*Directions for this task*.
Find "instance), sample [172,72]." in the records that follow; print that line and each subsequent line through the last one, verbatim and with nothing added.
START Exercise input
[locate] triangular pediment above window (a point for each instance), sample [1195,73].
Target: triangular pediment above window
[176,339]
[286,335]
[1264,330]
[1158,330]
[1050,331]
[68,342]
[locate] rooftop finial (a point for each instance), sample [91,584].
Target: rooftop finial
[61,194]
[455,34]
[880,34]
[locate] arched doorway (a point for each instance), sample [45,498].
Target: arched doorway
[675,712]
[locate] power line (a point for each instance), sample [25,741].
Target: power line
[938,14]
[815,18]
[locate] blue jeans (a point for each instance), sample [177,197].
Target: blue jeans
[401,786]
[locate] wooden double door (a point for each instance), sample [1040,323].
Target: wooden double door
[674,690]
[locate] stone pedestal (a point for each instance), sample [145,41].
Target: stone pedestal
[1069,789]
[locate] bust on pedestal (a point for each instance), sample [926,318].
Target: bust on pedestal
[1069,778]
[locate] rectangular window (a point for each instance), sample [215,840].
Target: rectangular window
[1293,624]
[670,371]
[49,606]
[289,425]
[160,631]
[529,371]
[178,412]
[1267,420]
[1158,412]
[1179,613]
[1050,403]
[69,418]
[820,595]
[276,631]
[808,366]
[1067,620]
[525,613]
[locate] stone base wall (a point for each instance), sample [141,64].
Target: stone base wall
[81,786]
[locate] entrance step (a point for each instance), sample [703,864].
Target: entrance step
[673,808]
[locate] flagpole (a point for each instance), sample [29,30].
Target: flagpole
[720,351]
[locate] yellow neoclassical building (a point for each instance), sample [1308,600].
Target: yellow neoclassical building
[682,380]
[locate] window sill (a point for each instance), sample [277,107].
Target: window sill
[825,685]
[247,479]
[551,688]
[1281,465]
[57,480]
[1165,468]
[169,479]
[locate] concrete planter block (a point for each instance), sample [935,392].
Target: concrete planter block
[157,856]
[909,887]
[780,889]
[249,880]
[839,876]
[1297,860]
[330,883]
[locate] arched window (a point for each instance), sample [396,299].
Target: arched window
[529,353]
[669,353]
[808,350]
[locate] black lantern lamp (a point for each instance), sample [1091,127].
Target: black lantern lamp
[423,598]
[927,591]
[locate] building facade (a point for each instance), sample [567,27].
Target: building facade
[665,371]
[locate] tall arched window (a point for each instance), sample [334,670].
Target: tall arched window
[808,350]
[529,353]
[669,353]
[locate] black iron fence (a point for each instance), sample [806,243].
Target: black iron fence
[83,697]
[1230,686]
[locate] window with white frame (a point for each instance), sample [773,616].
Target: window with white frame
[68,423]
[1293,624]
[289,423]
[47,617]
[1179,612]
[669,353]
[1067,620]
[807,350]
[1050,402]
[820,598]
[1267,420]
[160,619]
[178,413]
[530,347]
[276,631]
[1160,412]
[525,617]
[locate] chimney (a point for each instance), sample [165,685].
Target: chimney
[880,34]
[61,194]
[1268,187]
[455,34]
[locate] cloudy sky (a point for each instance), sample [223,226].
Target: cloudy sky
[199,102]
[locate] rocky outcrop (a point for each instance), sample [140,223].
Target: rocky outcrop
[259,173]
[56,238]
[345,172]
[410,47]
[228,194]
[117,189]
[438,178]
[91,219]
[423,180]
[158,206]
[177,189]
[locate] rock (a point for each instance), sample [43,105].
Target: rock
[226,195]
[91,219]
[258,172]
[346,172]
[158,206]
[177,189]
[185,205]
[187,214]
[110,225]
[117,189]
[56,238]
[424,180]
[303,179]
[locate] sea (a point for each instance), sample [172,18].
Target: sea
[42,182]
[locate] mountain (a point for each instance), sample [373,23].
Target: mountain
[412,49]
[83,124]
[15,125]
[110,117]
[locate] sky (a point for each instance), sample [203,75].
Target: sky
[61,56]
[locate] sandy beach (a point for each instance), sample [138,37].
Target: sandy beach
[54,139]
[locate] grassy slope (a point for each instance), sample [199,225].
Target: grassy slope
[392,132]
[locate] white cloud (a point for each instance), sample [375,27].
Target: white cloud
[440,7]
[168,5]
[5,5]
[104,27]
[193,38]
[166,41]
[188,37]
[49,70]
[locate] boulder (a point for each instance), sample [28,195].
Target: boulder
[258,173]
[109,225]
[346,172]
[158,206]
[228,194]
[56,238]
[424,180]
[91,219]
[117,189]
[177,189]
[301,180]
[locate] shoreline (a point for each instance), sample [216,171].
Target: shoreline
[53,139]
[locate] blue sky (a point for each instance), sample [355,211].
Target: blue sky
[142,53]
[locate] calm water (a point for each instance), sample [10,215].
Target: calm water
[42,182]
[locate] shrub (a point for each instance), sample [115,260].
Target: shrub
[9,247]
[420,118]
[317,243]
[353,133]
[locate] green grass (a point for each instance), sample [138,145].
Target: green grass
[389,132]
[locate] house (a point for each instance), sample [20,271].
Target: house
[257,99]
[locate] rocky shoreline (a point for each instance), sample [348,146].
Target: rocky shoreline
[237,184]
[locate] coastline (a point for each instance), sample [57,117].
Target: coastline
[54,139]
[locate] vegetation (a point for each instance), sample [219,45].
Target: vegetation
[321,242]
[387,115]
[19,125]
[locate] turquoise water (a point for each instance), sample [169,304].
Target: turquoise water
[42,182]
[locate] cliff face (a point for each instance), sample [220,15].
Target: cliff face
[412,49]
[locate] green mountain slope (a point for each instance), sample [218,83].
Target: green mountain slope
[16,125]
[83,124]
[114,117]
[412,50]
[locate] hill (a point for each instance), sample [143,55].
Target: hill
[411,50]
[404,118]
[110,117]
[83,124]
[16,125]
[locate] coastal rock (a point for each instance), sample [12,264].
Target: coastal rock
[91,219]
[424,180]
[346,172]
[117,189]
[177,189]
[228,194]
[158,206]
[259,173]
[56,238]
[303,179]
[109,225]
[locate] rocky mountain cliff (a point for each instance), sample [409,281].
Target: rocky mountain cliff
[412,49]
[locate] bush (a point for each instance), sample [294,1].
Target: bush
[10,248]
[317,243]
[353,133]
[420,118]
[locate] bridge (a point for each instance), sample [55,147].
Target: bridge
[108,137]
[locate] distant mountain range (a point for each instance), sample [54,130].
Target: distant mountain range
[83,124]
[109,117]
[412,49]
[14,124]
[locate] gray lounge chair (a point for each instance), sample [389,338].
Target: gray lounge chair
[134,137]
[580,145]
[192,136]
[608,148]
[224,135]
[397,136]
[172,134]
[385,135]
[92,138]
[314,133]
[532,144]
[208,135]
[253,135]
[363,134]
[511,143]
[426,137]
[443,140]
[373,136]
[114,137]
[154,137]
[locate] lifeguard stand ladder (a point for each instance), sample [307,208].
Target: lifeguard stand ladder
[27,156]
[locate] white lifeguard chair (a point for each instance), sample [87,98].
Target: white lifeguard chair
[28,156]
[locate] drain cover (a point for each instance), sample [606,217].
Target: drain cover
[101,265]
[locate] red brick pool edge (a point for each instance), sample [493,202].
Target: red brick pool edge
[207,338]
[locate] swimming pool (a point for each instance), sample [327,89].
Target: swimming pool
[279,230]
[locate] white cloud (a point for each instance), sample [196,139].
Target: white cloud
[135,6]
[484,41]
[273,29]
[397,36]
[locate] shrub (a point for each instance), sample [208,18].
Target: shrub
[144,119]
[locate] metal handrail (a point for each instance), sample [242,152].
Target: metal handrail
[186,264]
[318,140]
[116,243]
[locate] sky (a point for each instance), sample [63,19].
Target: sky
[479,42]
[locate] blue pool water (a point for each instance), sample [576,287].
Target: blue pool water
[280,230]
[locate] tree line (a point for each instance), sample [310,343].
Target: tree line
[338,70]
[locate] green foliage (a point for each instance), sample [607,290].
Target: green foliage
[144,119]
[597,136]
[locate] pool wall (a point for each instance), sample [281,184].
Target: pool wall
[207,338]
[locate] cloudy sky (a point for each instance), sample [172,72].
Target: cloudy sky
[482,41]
END Exercise input
*Response to this exercise*.
[locate] cloudy sky (a point for each instance), sample [172,72].
Target: cloudy sky
[482,41]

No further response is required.